======== EXTRACT TO READ

Editorial: Farewell to the ‘real’ Linus

Maurer met “Peanuts” creator Charles Schulz in 1950 at a Minneapolis art school|

“Thus endeth…” – Linus Van Pelt

When Sonoma Valley resident Linus Maurer died earlier this week, so died the namesake of one of the most beloved characters of 20th century literature – the philosophical, blanket-toting moral compass of the “Peanuts” gang, Linus Van Pelt.

To put it mildly: Good grief, Charlie Brown.

Maurer met “Peanuts” creator Charles Schulz in 1950 at a Minneapolis art school where the two fledgling cartoonists were working as art instructors in the age of straight-laced, irony free strips like “Dick Tracy,” “Terry and the Pirates” and “Li’l Abner.” Schulz was in the early stages of “Peanuts,” and still developing new characters to enter into Charlie Brown’s, Lucy’s and the long-forgotten Shermy’s orb of post-modern childhood.

================
======== MATERIAL

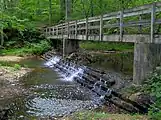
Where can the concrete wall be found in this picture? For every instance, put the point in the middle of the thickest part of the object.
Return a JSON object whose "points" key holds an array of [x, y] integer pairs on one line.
{"points": [[147, 57], [70, 46]]}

================

-- THINGS TO DO --
(1) From the editorial on Linus Maurer, reproduce word for word the part that opens with the words containing "When Sonoma Valley" and closes with "grief, Charlie Brown.".
(2) Pick up the editorial on Linus Maurer right after its last sentence and write the next part.

-- RESPONSES TO THE TASKS --
(1)
When Sonoma Valley resident Linus Maurer died earlier this week, so died the namesake of one of the most beloved characters of 20th century literature – the philosophical, blanket-toting moral compass of the “Peanuts” gang, Linus Van Pelt.

To put it mildly: Good grief, Charlie Brown.

(2)
Schulz once recalled unveiling his early sketches of Lucy’s younger brother to Maurer, “a friend” who sat near him at the art school. Schulz decided then and there to name the character Linus – and one of the all-time-best alter-egos was born.

Of course, the hand-drawn Linus went on to world fame – yet Maurer was no slouch in syndication, either. His “Old Harrigan,” “Abracadabra” and “In the Beginning” strips enjoyed varying degrees of success, and Maurer’s penchant for puzzle features – like the long-running “The Challenger” for King Features – allowed Maurer one of the most enviable careers imaginable to the young at heart: drawing pictures and making up games.

Of course, Maurer is best known in these parts for “Newshound,” the everything-but-the-kitchen-sink single-panel cartoon he’d drawn for the Index-Tribune for two decades-plus. In its heyday, “Newshound” was classic “new journalism” cartooning – wry social commentary laced with an existential fondness for the absurd. Favorite targets of Maurer included unabashed narcissists, and our increasingly sheep-like American society.

While his drawing hand may have grown shaky in recent years – his nerve never did.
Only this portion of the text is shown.